WRITTEN PROBLEM >> Which lines in the items below contain the string "tinted"? Find each one and copy it in full; uppercase and lowercase count as different.

INPUT FOR THIS TASK >>
* START *
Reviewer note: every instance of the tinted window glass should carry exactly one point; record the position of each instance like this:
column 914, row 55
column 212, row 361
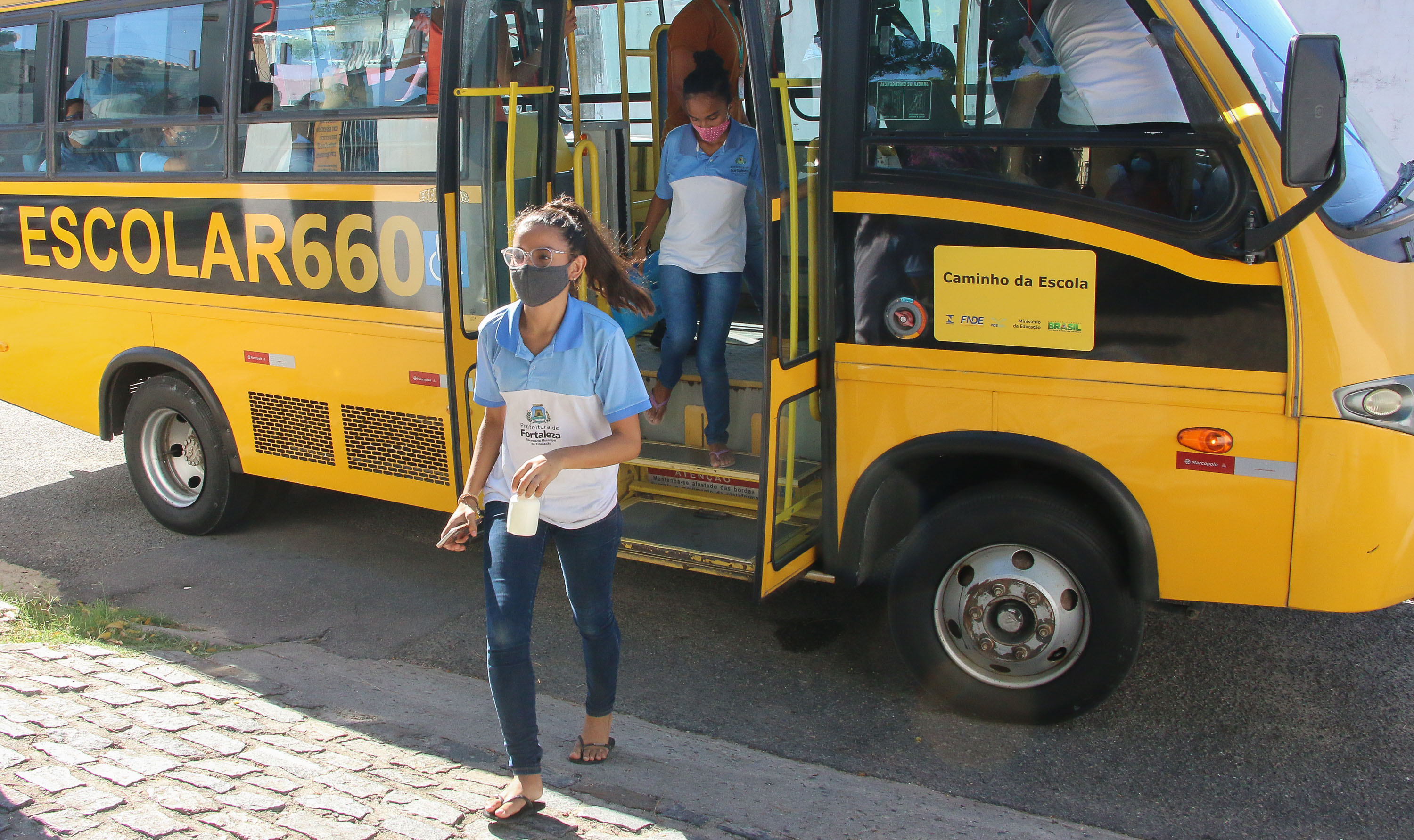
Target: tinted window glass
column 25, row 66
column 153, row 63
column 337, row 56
* END *
EXERCISE RESPONSE >>
Reviewer note: every instance of the tinted window glass should carry exactly one point; record the position of each instance like this:
Target: tinted window glass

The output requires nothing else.